-- Information shown follows --
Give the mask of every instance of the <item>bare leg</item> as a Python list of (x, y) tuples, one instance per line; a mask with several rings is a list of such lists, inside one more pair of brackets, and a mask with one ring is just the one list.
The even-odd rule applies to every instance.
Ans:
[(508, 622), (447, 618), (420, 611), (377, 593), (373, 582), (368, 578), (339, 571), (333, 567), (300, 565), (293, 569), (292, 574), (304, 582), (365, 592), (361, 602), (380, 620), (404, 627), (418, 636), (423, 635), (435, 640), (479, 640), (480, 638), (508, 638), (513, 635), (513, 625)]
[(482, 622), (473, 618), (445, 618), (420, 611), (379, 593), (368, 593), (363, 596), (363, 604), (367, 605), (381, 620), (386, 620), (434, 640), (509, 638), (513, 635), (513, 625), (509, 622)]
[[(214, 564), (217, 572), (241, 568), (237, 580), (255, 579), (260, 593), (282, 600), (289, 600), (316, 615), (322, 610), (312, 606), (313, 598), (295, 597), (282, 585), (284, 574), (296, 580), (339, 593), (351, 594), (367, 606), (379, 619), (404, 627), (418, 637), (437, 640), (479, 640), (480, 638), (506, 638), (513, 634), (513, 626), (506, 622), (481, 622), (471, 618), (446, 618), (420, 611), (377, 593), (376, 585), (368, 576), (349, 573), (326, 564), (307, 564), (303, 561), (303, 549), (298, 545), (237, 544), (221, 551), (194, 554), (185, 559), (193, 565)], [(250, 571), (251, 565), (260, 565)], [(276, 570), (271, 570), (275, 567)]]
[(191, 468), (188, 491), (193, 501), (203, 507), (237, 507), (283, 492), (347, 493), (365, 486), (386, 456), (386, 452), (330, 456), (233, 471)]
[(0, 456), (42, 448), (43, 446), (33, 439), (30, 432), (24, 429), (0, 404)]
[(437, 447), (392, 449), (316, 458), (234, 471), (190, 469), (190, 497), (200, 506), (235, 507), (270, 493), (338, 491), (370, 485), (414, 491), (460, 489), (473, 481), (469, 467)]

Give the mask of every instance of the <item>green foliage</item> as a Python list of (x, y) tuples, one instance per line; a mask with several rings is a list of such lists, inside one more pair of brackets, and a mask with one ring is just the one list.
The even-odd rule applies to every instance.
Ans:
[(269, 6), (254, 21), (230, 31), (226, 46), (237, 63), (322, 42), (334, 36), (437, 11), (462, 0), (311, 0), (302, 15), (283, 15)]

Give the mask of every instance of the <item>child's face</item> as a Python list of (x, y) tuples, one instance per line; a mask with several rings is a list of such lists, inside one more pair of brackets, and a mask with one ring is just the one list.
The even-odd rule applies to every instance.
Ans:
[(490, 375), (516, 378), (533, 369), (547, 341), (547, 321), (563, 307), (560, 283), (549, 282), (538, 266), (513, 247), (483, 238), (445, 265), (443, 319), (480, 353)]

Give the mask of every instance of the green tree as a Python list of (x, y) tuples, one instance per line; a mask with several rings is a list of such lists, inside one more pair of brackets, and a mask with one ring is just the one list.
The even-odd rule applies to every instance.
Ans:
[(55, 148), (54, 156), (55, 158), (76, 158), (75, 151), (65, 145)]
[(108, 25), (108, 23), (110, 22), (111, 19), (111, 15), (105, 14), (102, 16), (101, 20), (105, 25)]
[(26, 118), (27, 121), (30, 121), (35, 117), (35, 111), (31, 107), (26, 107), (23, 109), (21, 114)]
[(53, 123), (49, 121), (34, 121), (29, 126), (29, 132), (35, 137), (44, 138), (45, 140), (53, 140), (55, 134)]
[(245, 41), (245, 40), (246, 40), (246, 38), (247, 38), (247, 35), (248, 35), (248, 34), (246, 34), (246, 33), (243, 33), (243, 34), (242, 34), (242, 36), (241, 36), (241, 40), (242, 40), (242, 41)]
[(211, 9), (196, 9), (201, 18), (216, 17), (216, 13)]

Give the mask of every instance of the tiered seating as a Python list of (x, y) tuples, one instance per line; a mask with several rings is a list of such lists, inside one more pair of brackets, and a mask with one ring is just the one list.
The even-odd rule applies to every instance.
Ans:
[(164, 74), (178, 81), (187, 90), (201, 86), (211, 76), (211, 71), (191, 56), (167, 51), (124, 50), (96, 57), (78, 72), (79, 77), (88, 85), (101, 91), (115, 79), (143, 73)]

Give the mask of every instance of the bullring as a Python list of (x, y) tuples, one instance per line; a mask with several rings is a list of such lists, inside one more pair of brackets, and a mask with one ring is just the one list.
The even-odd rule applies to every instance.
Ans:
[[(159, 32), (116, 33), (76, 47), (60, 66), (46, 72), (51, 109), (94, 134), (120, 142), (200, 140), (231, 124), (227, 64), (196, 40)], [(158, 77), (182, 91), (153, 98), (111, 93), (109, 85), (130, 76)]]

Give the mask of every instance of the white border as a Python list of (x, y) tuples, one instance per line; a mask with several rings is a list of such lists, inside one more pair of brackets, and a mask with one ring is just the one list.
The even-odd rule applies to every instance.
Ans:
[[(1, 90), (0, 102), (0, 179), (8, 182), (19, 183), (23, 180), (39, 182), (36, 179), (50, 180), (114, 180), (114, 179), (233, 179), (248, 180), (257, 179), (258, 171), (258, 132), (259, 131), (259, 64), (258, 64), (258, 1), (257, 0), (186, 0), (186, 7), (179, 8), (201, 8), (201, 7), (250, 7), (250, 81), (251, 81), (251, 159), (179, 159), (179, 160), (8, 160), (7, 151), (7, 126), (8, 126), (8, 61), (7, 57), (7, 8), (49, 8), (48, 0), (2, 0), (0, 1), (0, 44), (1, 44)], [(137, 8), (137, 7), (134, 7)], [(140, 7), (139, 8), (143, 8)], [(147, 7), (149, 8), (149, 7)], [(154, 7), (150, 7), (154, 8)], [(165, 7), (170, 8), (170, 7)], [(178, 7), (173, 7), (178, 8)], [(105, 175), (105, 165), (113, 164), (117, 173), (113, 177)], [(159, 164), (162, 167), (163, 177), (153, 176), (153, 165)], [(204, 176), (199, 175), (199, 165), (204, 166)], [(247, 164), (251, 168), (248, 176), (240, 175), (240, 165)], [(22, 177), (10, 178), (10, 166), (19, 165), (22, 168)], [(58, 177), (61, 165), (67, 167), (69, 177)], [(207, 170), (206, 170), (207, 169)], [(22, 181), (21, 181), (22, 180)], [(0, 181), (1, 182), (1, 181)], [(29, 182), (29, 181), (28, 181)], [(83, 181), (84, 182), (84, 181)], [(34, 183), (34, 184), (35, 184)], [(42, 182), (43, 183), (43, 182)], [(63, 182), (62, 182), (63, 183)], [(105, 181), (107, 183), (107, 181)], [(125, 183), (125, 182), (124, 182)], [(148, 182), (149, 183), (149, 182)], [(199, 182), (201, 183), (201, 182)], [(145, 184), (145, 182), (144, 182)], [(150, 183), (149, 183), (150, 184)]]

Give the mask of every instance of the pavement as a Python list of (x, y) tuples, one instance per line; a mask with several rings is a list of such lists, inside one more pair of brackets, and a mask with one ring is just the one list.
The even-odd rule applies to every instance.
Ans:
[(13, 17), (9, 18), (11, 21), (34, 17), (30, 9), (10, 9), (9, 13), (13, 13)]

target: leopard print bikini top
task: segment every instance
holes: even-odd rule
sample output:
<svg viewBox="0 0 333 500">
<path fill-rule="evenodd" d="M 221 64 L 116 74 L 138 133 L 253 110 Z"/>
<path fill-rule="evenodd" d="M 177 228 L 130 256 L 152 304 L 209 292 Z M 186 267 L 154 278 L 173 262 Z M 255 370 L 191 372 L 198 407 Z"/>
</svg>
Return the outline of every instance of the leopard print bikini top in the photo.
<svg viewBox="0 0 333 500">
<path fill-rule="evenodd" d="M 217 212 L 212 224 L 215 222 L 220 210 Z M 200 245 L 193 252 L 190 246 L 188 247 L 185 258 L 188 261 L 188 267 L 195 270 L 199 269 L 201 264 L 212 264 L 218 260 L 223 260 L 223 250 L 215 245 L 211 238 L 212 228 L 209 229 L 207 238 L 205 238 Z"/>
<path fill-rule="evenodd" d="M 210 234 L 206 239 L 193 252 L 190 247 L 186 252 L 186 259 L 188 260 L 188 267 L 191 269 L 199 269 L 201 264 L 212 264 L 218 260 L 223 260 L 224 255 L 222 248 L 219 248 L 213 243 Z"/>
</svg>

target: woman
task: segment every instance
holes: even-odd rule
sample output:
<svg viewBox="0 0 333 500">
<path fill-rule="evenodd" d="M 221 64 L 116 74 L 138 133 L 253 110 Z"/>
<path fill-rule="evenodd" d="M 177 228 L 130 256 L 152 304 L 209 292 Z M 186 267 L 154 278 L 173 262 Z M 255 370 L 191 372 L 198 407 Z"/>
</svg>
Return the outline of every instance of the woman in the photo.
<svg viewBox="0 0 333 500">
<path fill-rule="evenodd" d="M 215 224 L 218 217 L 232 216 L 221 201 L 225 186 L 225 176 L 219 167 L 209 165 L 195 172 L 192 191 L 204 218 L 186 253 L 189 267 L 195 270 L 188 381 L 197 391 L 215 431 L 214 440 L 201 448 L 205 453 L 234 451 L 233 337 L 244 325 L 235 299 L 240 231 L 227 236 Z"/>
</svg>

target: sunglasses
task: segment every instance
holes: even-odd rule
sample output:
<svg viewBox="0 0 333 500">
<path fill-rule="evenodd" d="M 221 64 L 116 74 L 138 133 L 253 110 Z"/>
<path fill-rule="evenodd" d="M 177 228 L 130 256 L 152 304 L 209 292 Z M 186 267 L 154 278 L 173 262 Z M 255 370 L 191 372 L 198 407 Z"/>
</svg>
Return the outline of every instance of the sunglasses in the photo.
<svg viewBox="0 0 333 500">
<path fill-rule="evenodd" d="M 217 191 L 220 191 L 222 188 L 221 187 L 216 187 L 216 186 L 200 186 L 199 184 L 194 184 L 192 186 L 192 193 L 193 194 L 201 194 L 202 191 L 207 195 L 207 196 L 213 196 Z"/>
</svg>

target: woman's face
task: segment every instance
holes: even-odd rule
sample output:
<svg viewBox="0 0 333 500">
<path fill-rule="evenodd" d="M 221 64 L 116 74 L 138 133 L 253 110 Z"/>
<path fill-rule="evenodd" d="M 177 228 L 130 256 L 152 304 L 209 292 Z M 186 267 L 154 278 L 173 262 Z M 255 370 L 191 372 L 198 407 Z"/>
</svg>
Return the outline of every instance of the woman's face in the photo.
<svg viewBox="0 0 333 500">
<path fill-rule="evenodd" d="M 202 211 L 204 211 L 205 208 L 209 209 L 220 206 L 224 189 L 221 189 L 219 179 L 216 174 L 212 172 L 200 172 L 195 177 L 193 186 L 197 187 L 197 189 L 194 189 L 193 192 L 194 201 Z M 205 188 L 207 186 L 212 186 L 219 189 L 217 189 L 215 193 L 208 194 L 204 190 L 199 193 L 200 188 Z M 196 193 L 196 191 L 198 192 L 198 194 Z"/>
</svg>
-- Information shown concluded --
> [Action item]: Select from the material above each line in which the string "target" appears, and list those lines.

> [Response to the task]:
target: leopard print bikini top
target: woman
target: sunglasses
target: woman's face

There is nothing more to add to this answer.